**Task objective**
Work through the entries below and show every line in which "photo" is found.
----
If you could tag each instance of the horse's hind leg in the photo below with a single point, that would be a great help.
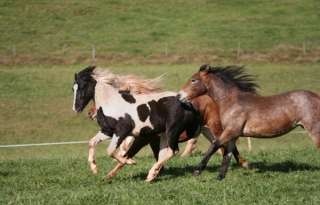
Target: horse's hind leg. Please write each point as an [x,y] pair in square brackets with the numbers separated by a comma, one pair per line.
[191,145]
[314,131]
[226,159]
[99,137]
[240,160]
[138,143]
[224,138]
[164,155]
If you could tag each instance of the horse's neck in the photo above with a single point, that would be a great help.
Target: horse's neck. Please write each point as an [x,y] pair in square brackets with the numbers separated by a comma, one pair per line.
[105,94]
[222,94]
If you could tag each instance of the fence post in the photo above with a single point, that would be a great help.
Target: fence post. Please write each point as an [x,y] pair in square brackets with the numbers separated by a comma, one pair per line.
[238,50]
[93,55]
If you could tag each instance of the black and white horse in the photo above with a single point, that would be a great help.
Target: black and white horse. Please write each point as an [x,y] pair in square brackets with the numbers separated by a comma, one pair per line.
[123,115]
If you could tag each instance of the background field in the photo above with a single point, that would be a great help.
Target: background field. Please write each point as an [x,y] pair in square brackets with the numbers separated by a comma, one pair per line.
----
**Reply to the task**
If you could tag each instance of the horse's hind leg in the photo below with a single point, that would be a great help.
If you could tag each instance of the horse's neck in the photo above with a single point, that would be a great help.
If you could tag each instance of the fence post in the photo above with a single point, that would be a great help.
If you could tag each instance of the black and white horse in the photo above with a single point, that would be a great help.
If you could tag each instance of the background field in the photo above with a single point, that would be a great help.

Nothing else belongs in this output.